GIVEN TEXT -

Mosel Riesling, or what 18 months ago was Mosel-Saar-Ruwer Riesling is the area of Germany where the Riesling grape finds its best expression. Aside from Alsace, the other great Riesling producing region of France, (that once was Germany, where German Shepherd dogs are named after, but really should be called French Shepherd dogs post 1945, but that wouldn’t frighten any intruder now would it?) Riesling is thought to be king. Frankly, it’s all a bit complicated before we even begin. For German wines, the categorisation of such, the different harvest times and the unpronouncable terminology leave me a little confused. Italian wine is a dive in the penalty box compared with your Eiswein, Spätlese, QbA’s and Prädikatswein.
It’s worth it. If only for the bottle shapes alone! Riesling is still out of vogue which is a bizarre trend seeing as the wine could be described as the antithesis of Chardonnay, as Riesling never has an oaky character. Since my London wine flight two months ago where a sweet Riesling from New Zealand hit 9 other big names out of the park I’ve been sampling Rieslings from any country at every opportunity, which living in Italy, isn’t all that often actually! However, when I see Riesling on the menu it jumps out at me and is definitely my grape of the season. That season being summer, it’s a timely grape fad as with Riesling you have the luxury of a range of sweetness in your wine and a variety of countries growing the grape. As possibly the most terroir driven grape variety I would recommend anyone studying wine or interested on picking up on the nuances of terroir to stick with Riesling for a few months and really come to appreciate it.
In 2 days I fly to Frankfurt, just 100 miles outside the Mosel zone for a long weekend where I plan to sample a full range of Rieslings. I have the wine lists of a few restaurants printed out already and I’m good to go. Of course the notes will appear here on Wine 90 as will restaurant recommendations, if they’re any good of course!

A block of data -
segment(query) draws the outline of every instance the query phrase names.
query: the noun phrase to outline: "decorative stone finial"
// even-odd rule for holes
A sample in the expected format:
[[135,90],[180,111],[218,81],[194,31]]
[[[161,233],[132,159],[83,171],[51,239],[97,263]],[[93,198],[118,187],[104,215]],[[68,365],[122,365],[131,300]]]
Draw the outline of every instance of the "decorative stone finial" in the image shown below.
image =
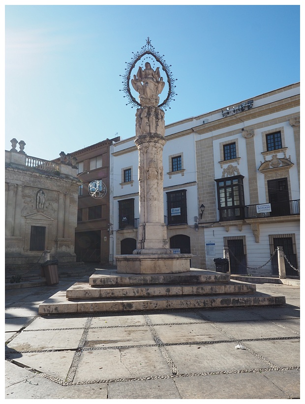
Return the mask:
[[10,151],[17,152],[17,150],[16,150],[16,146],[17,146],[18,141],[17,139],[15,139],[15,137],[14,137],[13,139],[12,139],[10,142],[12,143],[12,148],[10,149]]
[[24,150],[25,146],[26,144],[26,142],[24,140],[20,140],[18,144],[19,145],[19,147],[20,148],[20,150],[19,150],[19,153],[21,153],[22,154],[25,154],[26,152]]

...

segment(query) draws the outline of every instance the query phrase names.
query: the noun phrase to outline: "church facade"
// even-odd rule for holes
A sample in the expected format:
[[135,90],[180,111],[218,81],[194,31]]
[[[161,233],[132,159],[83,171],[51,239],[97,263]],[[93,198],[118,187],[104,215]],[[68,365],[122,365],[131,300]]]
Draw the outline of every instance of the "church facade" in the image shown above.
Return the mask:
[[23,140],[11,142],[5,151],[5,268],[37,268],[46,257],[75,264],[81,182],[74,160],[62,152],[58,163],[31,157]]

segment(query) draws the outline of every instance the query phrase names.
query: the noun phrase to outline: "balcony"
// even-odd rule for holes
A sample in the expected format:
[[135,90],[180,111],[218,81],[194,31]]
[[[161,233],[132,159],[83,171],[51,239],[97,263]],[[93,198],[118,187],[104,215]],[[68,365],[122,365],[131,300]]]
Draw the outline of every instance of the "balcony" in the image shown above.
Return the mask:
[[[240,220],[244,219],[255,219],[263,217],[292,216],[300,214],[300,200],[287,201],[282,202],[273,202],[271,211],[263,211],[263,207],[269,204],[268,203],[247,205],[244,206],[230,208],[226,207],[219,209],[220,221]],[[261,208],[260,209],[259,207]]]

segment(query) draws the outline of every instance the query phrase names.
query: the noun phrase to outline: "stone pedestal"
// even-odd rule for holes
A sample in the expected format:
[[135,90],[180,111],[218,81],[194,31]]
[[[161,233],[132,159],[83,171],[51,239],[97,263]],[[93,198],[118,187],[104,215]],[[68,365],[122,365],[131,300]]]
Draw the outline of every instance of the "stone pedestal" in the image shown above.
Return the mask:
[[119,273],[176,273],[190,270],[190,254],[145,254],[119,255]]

REQUESTS -
• a. Answer these questions using the text about Mosel Riesling:
(i) What was Mosel Riesling called about 18 months ago?
(ii) Which country produced the sweet Riesling that outperformed 9 other big names at the London wine flight?
(iii) How far outside the Mosel zone is Frankfurt said to be?
• b. List every German wine term that the text about Mosel Riesling names.

SOLUTIONS TO EACH TASK -
• a.
(i) Mosel-Saar-Ruwer Riesling
(ii) New Zealand
(iii) 100 miles

• b. Eiswein, Spätlese, QbA's, Prädikatswein